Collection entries
------------------------------------------------

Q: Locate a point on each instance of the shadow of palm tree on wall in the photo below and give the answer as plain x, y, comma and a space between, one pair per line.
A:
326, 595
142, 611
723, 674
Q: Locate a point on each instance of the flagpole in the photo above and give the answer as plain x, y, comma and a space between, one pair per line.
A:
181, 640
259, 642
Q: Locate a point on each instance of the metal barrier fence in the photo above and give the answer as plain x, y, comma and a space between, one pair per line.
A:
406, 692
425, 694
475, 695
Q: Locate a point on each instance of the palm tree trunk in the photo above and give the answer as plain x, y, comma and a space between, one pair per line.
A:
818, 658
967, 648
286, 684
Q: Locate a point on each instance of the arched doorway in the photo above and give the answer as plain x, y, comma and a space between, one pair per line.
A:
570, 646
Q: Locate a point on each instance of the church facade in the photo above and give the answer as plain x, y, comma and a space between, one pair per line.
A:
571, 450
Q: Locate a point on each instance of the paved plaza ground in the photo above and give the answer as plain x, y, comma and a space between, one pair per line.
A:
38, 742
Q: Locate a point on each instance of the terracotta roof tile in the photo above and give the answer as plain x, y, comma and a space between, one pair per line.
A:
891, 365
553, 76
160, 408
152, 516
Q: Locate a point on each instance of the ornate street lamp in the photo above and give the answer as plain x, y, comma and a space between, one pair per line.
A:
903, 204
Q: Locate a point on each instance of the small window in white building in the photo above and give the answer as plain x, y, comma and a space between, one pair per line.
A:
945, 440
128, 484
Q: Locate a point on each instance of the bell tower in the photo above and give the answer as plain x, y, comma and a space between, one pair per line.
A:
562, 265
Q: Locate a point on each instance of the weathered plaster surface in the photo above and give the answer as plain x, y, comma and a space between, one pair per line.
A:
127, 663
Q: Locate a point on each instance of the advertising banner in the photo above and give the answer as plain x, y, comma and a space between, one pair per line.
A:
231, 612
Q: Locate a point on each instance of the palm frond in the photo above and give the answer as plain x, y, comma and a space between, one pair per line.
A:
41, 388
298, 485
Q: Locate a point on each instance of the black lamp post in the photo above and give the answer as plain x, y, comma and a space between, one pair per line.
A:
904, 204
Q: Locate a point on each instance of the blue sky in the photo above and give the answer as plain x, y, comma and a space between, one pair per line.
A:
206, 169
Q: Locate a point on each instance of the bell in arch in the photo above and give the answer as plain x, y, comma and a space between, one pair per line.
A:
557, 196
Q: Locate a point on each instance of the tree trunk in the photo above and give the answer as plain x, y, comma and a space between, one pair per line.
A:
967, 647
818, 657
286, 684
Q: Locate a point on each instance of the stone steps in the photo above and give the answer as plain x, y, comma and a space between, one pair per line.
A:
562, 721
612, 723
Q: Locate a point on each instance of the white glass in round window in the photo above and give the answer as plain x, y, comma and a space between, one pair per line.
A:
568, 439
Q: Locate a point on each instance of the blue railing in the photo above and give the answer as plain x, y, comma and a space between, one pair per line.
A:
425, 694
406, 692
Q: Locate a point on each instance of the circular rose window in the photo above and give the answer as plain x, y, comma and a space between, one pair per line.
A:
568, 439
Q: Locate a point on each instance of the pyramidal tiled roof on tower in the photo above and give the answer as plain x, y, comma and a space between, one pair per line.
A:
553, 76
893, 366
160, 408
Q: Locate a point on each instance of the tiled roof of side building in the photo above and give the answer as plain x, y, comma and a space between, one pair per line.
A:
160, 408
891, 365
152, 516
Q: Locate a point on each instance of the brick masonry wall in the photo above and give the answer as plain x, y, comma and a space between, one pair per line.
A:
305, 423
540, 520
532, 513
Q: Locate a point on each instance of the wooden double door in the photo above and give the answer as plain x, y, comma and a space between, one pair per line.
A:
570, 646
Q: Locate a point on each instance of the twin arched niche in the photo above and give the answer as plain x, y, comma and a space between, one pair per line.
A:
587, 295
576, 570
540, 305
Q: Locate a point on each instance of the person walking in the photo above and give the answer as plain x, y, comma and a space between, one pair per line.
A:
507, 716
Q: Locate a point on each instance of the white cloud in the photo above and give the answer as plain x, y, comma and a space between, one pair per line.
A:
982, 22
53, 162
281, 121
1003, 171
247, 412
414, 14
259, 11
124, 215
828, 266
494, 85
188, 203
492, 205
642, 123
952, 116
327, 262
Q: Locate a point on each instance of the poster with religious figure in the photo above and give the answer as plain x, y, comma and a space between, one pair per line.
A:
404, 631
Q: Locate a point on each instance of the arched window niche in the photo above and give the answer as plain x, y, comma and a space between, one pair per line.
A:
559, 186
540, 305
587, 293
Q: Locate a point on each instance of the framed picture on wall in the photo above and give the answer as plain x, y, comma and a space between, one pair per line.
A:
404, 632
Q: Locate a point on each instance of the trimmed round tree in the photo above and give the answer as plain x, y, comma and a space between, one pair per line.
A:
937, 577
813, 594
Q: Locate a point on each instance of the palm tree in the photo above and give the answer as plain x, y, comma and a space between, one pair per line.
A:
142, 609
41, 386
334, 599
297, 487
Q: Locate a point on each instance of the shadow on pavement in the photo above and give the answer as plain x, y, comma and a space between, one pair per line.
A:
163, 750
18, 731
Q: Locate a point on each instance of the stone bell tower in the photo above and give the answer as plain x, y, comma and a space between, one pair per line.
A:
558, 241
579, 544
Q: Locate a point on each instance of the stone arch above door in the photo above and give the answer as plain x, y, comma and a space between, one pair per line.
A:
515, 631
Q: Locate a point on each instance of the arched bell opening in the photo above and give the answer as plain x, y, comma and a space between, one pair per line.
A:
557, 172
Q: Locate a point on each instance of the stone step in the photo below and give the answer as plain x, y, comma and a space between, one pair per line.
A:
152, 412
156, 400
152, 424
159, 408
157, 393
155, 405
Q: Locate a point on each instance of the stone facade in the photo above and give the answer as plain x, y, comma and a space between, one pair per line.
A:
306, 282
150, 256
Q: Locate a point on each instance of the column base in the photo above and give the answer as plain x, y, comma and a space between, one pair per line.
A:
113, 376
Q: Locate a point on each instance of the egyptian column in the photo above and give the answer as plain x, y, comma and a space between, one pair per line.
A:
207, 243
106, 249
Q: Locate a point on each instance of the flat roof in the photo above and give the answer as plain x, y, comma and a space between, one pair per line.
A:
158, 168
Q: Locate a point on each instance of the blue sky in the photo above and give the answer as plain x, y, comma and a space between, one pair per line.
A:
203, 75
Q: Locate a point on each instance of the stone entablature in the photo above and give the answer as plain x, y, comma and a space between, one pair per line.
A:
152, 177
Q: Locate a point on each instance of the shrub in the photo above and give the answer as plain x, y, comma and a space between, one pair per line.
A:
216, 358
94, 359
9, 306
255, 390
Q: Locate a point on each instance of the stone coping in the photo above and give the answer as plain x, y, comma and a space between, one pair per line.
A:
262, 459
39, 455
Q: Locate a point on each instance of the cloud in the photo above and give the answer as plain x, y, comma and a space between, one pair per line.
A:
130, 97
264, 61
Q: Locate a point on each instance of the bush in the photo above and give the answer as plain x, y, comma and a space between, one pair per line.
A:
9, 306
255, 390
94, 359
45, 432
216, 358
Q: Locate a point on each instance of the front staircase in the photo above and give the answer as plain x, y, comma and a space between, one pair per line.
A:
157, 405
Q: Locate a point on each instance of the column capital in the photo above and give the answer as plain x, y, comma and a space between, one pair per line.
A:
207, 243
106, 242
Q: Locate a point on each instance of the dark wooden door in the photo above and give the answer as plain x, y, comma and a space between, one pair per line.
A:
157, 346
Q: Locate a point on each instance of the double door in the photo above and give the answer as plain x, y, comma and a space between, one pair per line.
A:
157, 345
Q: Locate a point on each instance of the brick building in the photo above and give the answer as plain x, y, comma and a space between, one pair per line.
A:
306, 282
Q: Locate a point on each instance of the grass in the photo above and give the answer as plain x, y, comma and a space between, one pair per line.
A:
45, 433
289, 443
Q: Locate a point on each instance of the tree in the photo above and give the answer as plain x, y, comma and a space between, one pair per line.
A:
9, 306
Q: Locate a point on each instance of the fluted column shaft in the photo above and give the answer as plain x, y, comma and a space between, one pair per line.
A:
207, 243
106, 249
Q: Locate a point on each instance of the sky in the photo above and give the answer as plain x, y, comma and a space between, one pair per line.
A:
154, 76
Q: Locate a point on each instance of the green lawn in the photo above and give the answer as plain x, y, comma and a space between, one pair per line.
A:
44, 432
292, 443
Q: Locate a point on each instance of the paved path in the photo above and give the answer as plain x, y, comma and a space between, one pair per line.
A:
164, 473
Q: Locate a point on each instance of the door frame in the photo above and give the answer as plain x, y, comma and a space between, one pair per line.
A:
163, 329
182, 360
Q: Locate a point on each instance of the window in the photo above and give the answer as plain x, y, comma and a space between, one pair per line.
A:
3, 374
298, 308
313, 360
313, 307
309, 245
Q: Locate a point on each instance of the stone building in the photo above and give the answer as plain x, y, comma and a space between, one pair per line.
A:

------------------------------------------------

[Your instructions] Your task is to reproduce, exactly and exclusively, the lines from the one holding "Q: Locate a point on each instance of the column capital" through the final line of the listing.

[Solution]
Q: Locate a point on each instance of the column capital in the photo above and give the answer as plain x, y, comma and a space between, one pair per line.
A:
207, 243
106, 242
Q: Locate a point on each instance of the dark wooden door in the photo above and give the answer as plain x, y, comma and a space between, one pair per line.
A:
157, 346
Q: Locate a point on each instance of the double door in the photo above and give the answer as plain x, y, comma and a space between, one pair per line.
A:
157, 345
Q: Locate a point on each instance of the brick building in the photo above and give the answer as plain x, y, comma and a space between, one pair per line.
A:
306, 282
Q: Locate a point on each instance of the grass in the photo above and give the answer as plain x, y, comma and a space between, one pair per line.
A:
45, 433
289, 443
Q: Locate a point on each instance of the tree in the photo above and give the answer as plain x, y, comma and a space between, one pair per line.
A:
9, 306
Q: Locate a point on each instance of the fluted column shaft in the photo above and give the answer as plain x, y, comma and a space between, one pair per line.
A:
207, 243
106, 249
Q: Locate a point on each instance of the sky in the photo above and give the answer as plain x, y, comma and a space between, one pair per line.
A:
154, 76
Q: Locate a point on each instance of the green lawn in the photo above and give the answer as plain x, y, comma and a space between, one pair per line.
A:
44, 432
292, 443
Q: Locate a point on each instance of the paved path in the photo above and give the answer as plain x, y, comma and a space between, one pair per line.
A:
164, 473
Q: Locate a point on each instance of the door frame in the photo above and give the answer as plain x, y, comma and a space between, one pair per line.
A:
163, 329
182, 360
Q: Locate a point on each instance of the window in the photo above and give the answer as plain x, y, comma and a space between, one pair per line.
A:
3, 374
298, 308
313, 360
313, 307
309, 245
Q: Locate a point on each instance of the stone building in the photo above and give the answer as plain x, y, comma and a space between, one pair per line.
A:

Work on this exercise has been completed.